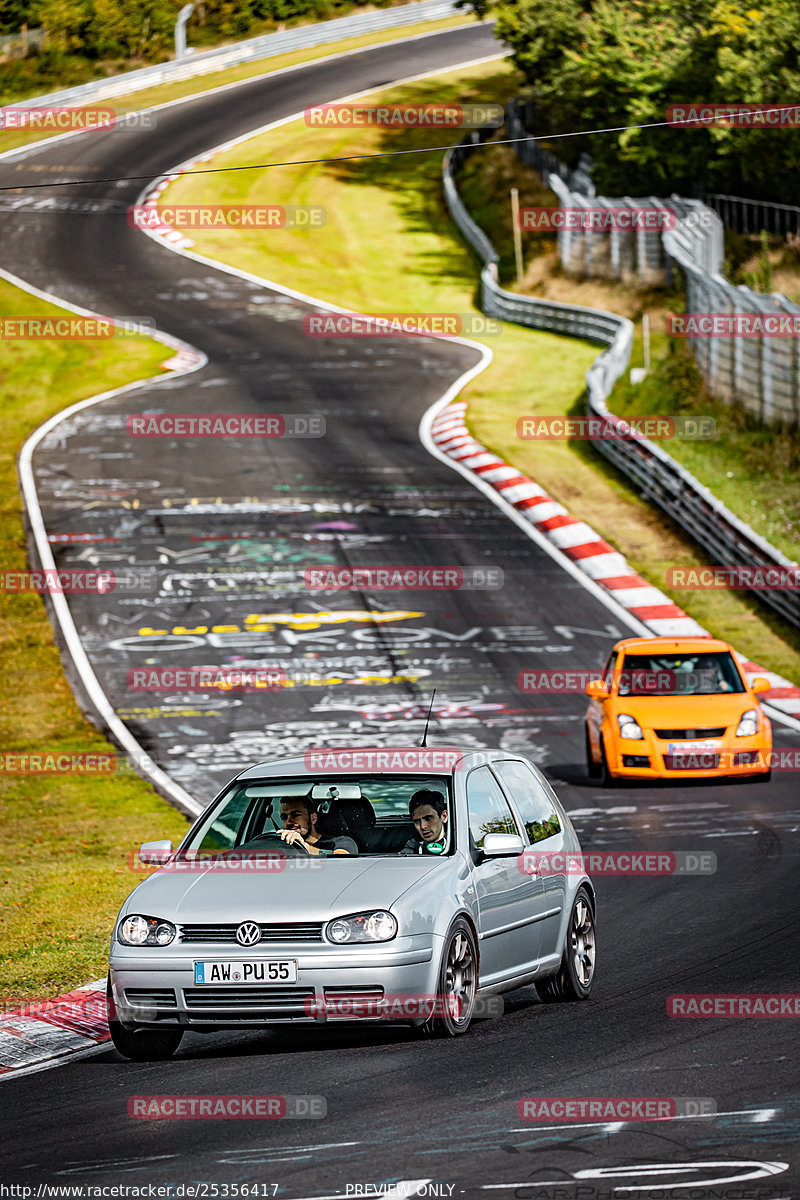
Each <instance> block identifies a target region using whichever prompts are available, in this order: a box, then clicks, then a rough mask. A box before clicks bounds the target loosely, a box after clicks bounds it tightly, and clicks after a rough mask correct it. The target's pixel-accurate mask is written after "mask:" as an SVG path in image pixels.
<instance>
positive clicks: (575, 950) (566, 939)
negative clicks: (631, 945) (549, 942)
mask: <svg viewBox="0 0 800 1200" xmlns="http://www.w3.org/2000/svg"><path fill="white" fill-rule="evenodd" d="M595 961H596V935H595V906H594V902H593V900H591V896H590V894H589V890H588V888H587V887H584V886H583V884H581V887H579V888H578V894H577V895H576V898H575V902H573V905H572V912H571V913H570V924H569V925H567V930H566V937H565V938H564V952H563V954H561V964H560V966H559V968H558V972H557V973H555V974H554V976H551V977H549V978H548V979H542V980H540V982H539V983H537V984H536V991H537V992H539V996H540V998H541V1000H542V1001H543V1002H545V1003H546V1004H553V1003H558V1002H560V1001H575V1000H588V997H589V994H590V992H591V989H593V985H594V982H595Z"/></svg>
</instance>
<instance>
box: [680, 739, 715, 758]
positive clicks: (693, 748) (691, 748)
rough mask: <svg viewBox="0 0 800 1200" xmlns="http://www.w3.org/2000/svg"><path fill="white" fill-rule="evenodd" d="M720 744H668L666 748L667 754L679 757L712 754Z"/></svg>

Task:
Which lines above contain the word "positive"? Copy all of them.

Exercise response:
positive clicks: (575, 950) (566, 939)
positive clicks: (693, 748) (691, 748)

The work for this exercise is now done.